Date Difference Calculator

Find the exact time between any two dates in days, weeks, months, and years

Date Difference Calculator

Find the exact difference between two dates

Date Difference Calculator

Enter two dates

Formula
Days = |Date2 - Date1| in milliseconds / 86400000

What Is a Date Difference Calculator?

The date difference calculator measures the exact span of time between two calendar dates. Whether you need to know how many days until a deadline, how long ago an event occurred, how old someone is in days, or how many years of service an employee has — this tool gives you precise results in multiple time units simultaneously. It handles leap years, varying month lengths, and calendar boundaries automatically.

Results are shown in total days, complete weeks, and broken down into years + months + days for easy reading. The calculator also optionally excludes weekends to give business-day counts, making it useful for project planning, HR timelines, and contract calculations where only working days matter.

How to Use the Date Difference Calculator

  1. Enter the start date using the date picker or type it in MM/DD/YYYY format.
  2. Enter the end date — this can be any date past or future.
  3. Optionally check "business days only" to exclude Saturdays and Sundays from the count.
  4. Click Calculate to instantly see the difference in total days, weeks, and a years/months/days breakdown.

How the Calculation Works

Total days = End date − Start date (in days) Weeks = floor(Total days / 7) Years/Months/Days breakdown: Years = floor of full calendar years elapsed Months = remaining months after full years Days = remaining days after full months Business days (approx): = Total days − (floor(Total days / 7) × 2) − holidays

Month-based differences depend on calendar month boundaries, not a fixed 30-day month. The difference between Jan 1 and Feb 1 is always 1 month, regardless of whether January has 31 days. Leap years add one extra day to any span that crosses February 29 of a leap year.

Worked Examples

Age in Days

Born January 1, 2000 → January 1, 2025 = 9,131 total days. The extra day comes from 7 leap years (2000, 2004, 2008, 2012, 2016, 2020, 2024), each contributing one extra February 29 to the span.
####################
- WHAT NEEDS TO BE DONE -
Continue the date difference calculator page from the point where it stops. The data has no connection to the date difference calculator page.
####################
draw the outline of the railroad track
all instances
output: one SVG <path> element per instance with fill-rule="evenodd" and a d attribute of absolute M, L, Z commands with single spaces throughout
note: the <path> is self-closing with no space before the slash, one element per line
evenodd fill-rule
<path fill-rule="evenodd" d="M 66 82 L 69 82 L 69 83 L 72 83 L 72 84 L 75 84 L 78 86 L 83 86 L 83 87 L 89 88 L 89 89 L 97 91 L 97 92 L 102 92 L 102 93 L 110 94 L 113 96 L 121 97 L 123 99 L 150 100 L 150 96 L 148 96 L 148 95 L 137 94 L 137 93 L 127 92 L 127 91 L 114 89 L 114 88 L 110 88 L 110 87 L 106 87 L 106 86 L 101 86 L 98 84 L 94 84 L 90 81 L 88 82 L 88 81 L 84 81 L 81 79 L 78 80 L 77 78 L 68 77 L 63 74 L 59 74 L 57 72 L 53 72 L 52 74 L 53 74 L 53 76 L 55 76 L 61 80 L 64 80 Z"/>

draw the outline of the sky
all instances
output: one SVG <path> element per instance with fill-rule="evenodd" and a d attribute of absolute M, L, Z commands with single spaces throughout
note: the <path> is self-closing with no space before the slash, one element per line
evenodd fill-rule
####################
- ANSWER TO THE EXERCISE -
Employee Anniversary

Hired March 15, 2018 → April 25, 2025 = 7 years, 1 month, and 10 days of service. In total days that's 2,597 days, or about 1,855 business days excluding weekends.

Days Between Christmas and New Year

December 25 → January 1 = 7 days. Simple and exact — no month-boundary ambiguity since both dates fall within a clean week span.

Frequently Asked Questions

How is age calculated in years and days?
Age in full years is calculated by counting how many complete birthdays have passed since the birth date. The remaining days are then the days elapsed since the most recent birthday. For example, someone born March 10, 2000 on March 20, 2025 is 25 years and 10 days old.
How do leap years affect the day count?
Each leap year adds one extra calendar day (February 29) to any date span that crosses it. A full 4-year period spanning a leap year contains 1,461 days instead of the usual 1,460. The calculator accounts for all leap years automatically — you never need to adjust manually.
What does 'business days' mean?
Business days are weekdays only — Monday through Friday. The calculator subtracts Saturdays and Sundays from the total day count. It does not automatically remove public holidays (which vary by country), so for precise work-day calculations near holidays you should subtract those manually.
Why aren't month differences always 30 days?
Calendar months have different lengths — January has 31 days, February has 28 or 29, and so on. One month always means one calendar month, not a fixed 30-day block. So January 31 to February 28 is 1 month (28 days), while January 1 to February 1 is also 1 month (31 days). This matches how we naturally talk about months of age or tenure.
How do I calculate months of pregnancy?
Enter the first day of your last menstrual period (LMP) as the start date and today as the end date. The total days divided by 7 gives gestational weeks (the standard clinical measure). Full calendar months give an approximate count — most practitioners use weeks, so a pregnancy of 280 days equals 40 weeks, often described as 9 calendar months.